Instructions for the task: Retype the data that follows line by line, exactly, and leave its pictures out.

Region pointing data

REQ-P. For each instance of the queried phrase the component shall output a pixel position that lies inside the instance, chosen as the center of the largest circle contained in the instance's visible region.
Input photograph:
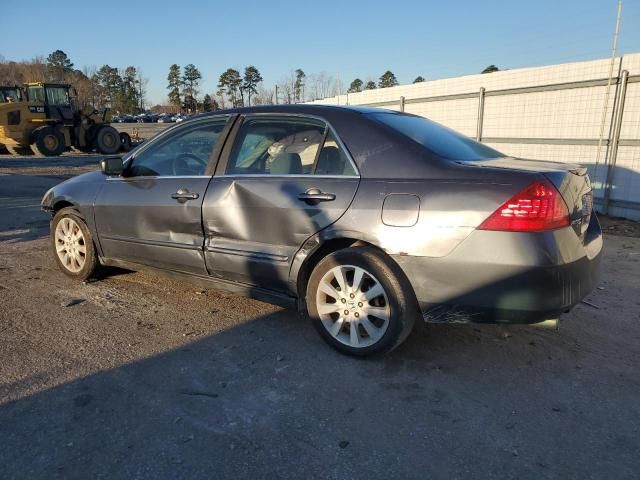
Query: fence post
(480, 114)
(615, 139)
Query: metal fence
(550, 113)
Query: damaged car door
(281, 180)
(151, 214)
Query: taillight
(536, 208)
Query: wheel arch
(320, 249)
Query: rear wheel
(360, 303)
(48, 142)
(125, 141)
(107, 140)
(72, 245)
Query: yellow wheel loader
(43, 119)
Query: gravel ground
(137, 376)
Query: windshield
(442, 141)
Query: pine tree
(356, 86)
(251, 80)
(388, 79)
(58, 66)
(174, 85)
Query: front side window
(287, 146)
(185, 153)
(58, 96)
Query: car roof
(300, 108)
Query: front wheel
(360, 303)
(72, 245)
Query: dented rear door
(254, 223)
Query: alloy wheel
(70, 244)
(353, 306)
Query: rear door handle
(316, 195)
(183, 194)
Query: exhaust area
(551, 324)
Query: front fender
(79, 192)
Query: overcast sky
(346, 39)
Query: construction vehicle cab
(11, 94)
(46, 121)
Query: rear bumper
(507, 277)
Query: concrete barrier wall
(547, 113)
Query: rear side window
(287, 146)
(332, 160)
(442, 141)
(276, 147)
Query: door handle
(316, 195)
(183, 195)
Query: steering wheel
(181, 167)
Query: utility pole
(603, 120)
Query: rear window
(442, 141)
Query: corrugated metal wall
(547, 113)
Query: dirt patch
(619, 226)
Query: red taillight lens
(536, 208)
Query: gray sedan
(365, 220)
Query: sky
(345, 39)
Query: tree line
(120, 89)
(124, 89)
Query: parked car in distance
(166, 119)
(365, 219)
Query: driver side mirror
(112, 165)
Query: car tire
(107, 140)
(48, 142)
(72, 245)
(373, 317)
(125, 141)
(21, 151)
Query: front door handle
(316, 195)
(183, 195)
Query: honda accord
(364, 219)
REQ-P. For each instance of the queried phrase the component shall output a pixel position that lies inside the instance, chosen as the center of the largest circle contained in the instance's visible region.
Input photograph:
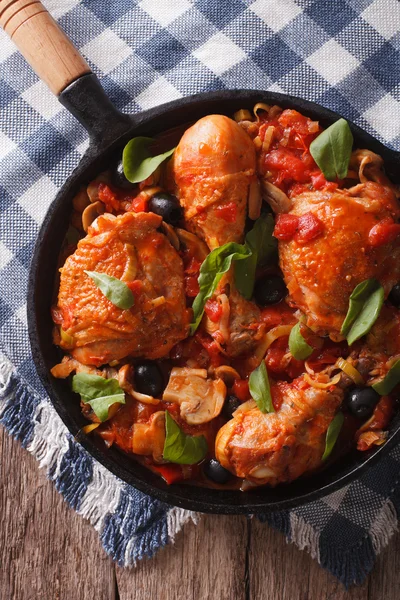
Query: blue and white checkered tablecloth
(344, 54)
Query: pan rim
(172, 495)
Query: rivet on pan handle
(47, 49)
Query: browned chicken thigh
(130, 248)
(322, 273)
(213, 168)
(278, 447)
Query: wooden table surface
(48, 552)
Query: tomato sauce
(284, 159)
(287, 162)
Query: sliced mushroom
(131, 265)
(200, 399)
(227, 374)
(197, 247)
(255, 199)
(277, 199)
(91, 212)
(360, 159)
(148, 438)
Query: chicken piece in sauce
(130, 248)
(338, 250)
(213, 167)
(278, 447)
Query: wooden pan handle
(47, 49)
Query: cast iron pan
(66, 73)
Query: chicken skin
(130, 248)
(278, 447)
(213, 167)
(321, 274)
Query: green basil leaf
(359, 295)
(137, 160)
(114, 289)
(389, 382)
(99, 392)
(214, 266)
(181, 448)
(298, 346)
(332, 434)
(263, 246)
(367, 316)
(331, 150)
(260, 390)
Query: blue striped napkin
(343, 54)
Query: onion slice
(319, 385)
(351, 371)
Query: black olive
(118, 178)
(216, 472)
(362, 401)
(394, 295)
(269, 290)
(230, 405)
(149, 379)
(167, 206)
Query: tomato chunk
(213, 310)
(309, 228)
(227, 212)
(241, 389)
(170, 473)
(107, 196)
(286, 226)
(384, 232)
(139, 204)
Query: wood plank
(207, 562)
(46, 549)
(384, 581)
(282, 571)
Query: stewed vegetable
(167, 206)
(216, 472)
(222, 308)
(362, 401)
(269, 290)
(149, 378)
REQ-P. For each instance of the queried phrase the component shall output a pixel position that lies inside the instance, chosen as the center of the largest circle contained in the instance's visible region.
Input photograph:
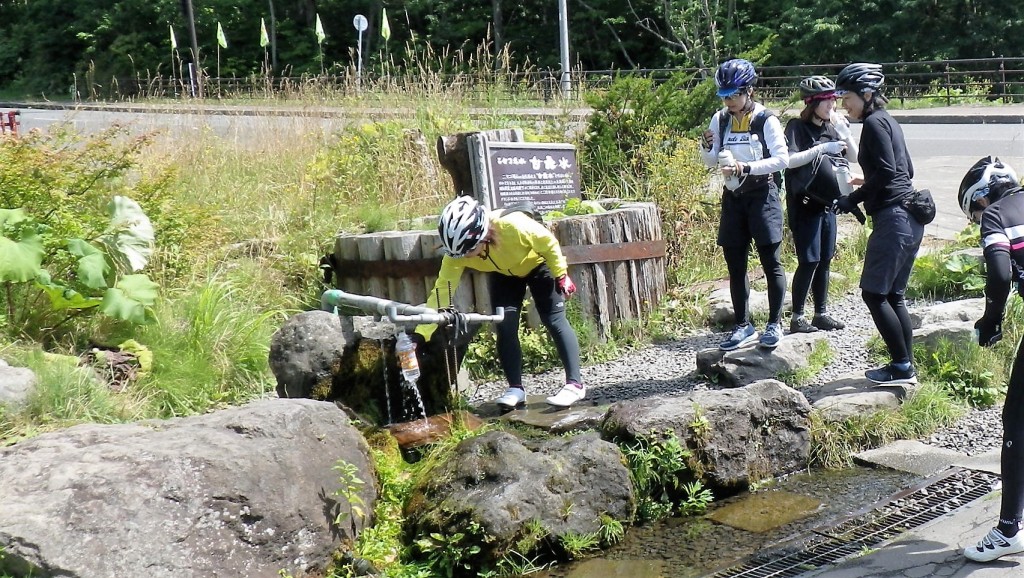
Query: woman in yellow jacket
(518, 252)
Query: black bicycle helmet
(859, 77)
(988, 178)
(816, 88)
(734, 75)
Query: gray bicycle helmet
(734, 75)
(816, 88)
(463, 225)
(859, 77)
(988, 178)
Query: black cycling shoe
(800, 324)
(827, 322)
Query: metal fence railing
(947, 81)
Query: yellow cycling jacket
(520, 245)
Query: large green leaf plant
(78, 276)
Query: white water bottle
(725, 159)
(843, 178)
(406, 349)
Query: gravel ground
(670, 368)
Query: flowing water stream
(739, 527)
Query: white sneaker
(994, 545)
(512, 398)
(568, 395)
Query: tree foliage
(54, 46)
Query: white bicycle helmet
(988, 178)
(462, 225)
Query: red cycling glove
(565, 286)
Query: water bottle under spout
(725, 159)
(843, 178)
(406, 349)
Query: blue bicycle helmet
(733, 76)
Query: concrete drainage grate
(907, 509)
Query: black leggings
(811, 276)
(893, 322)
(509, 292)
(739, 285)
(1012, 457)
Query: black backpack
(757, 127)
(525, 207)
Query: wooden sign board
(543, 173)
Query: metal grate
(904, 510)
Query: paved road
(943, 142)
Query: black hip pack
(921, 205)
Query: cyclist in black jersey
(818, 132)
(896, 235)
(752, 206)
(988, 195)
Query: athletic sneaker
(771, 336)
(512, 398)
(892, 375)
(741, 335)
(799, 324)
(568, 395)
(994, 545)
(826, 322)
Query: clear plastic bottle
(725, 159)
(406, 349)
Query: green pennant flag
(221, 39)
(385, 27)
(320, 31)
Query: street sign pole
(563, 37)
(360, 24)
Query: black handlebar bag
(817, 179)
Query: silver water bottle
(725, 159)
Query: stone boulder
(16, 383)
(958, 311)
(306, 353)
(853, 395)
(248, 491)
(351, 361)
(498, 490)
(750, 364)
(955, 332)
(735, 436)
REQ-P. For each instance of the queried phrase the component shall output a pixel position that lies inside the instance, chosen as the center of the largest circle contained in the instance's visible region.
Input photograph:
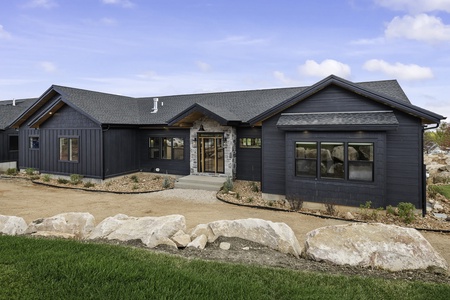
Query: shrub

Response:
REQ-P. For each instance of the queried phrase the component shall output a pixel position that lies inside the instance, chosen as the center of the largest circle contained in the instance's visible region.
Input photograph:
Query: fence post
(480, 114)
(615, 139)
Query: metal fence
(550, 113)
Query: damaged car door
(281, 180)
(151, 214)
Query: taillight
(536, 208)
Query: wheel arch
(320, 249)
Query: rear wheel
(360, 303)
(48, 142)
(125, 141)
(107, 140)
(72, 245)
Query: yellow wheel loader
(43, 119)
Query: gravel ground
(137, 376)
Query: windshield
(442, 141)
Query: pine tree
(356, 86)
(251, 80)
(388, 79)
(58, 66)
(174, 85)
Query: front side window
(287, 146)
(185, 153)
(58, 96)
Query: car roof
(300, 108)
Query: front wheel
(360, 303)
(72, 245)
Query: dented rear door
(254, 223)
Query: alloy wheel
(70, 244)
(353, 306)
Query: rear door handle
(316, 195)
(183, 194)
Query: exhaust area
(551, 324)
Query: front fender
(79, 192)
Query: overcast sky
(346, 39)
Query: construction vehicle cab
(11, 94)
(46, 121)
Query: rear bumper
(507, 277)
Query: concrete barrier wall
(547, 113)
Query: rear side window
(287, 146)
(332, 160)
(442, 141)
(276, 147)
Query: door handle
(316, 195)
(183, 195)
Query: steering wheel
(181, 167)
Query: utility pole
(603, 120)
Query: rear window
(442, 141)
Query: corrugated metal wall
(547, 113)
Query: dirt patch
(619, 226)
Query: red taillight lens
(536, 208)
Query: gray sedan
(365, 220)
Query: sky
(345, 39)
Query: tree line
(120, 89)
(124, 89)
Query: parked car in distance
(166, 119)
(365, 219)
Query: driver side mirror
(112, 165)
Query: car tire
(107, 140)
(48, 142)
(72, 245)
(373, 317)
(125, 141)
(21, 151)
Query: front door handle
(316, 195)
(183, 195)
Query: honda accord
(364, 219)
REQ-P. For each instance of the queried phrase the component shall output a pixel position that lies inside the instance, chosen as the center of the largest circle contained in the instance's visible region.
Input photograph:
Query: blue and white checkered tablecloth
(344, 54)
Query: pan rim
(172, 495)
Query: rivet on pan handle
(47, 49)
Query: browned chicken thigh
(130, 248)
(322, 273)
(213, 168)
(278, 447)
Query: wooden table surface
(48, 552)
Query: tomato sauce
(284, 159)
(287, 162)
Query: sliced mushroom
(131, 265)
(200, 399)
(227, 374)
(197, 247)
(255, 199)
(277, 199)
(91, 212)
(360, 159)
(148, 438)
Query: chicken piece in sauce
(130, 248)
(338, 250)
(213, 167)
(278, 447)
Query: wooden pan handle
(47, 49)
Query: cast iron pan
(66, 73)
Query: chicken skin
(130, 248)
(278, 447)
(213, 167)
(321, 274)
Query: green basil leaf
(359, 295)
(137, 160)
(114, 289)
(389, 382)
(99, 392)
(214, 266)
(181, 448)
(298, 346)
(332, 434)
(263, 246)
(367, 316)
(331, 150)
(260, 390)
Query: blue striped napkin
(343, 54)
Query: onion slice
(319, 385)
(351, 371)
Query: black olive
(118, 178)
(216, 472)
(362, 401)
(394, 295)
(269, 290)
(230, 405)
(149, 379)
(167, 206)
Query: tomato chunk
(213, 310)
(309, 228)
(227, 212)
(241, 389)
(170, 473)
(107, 196)
(286, 226)
(384, 232)
(139, 204)
Query: wood plank
(207, 562)
(46, 549)
(384, 581)
(282, 571)
Query: stewed vegetable
(167, 206)
(216, 472)
(222, 308)
(362, 401)
(269, 290)
(149, 378)
REQ-P. For each instance of the queried phrase the component shall output a pixel position that lies inside the instance, chosen as the center of the largest circle contained in the instance's visible region.
Input photograph:
Query: woman in yellow jacket
(518, 252)
Query: black bicycle helmet
(859, 77)
(988, 178)
(816, 88)
(734, 75)
Query: gray bicycle helmet
(734, 75)
(816, 88)
(463, 225)
(859, 77)
(988, 178)
Query: black cycling shoe
(800, 324)
(827, 322)
Query: metal fence railing
(947, 81)
Query: yellow cycling jacket
(520, 245)
Query: large green leaf plant
(78, 276)
Query: white water bottle
(725, 159)
(843, 178)
(406, 349)
Query: gravel ground
(670, 368)
Query: flowing water stream
(739, 527)
Query: white sneaker
(994, 545)
(512, 398)
(568, 395)
Query: tree foliage
(54, 46)
Query: white bicycle helmet
(988, 178)
(462, 225)
Query: red cycling glove
(565, 286)
Query: water bottle under spout
(725, 159)
(843, 178)
(406, 349)
Query: blue bicycle helmet
(733, 76)
Query: concrete drainage grate
(907, 509)
Query: black leggings
(811, 276)
(893, 322)
(509, 292)
(739, 285)
(1012, 457)
Query: black backpack
(757, 127)
(525, 207)
Query: wooden sign board
(543, 173)
Query: metal grate
(904, 510)
Query: paved road
(943, 142)
Query: black hip pack
(921, 205)
Query: cyclist in black jersey
(818, 132)
(896, 235)
(752, 206)
(988, 195)
Query: athletic sneaker
(771, 336)
(512, 398)
(892, 375)
(741, 335)
(799, 324)
(568, 395)
(994, 545)
(826, 322)
Query: clear plastic bottle
(725, 159)
(406, 349)
Query: green pennant flag
(221, 39)
(385, 27)
(320, 31)
Query: street sign pole
(563, 37)
(360, 24)
Query: black handlebar bag
(817, 179)
Query: silver water bottle
(725, 159)
Query: stone boulder
(16, 383)
(958, 311)
(306, 353)
(853, 395)
(248, 491)
(351, 361)
(498, 490)
(750, 364)
(955, 332)
(735, 436)
REQ-P. For each instance of the queried phrase the component shall output a pixel position that lies inside the instance, chosen as the center of the largest circle contained in the instance's visible region.
Input photograph:
Query: shrub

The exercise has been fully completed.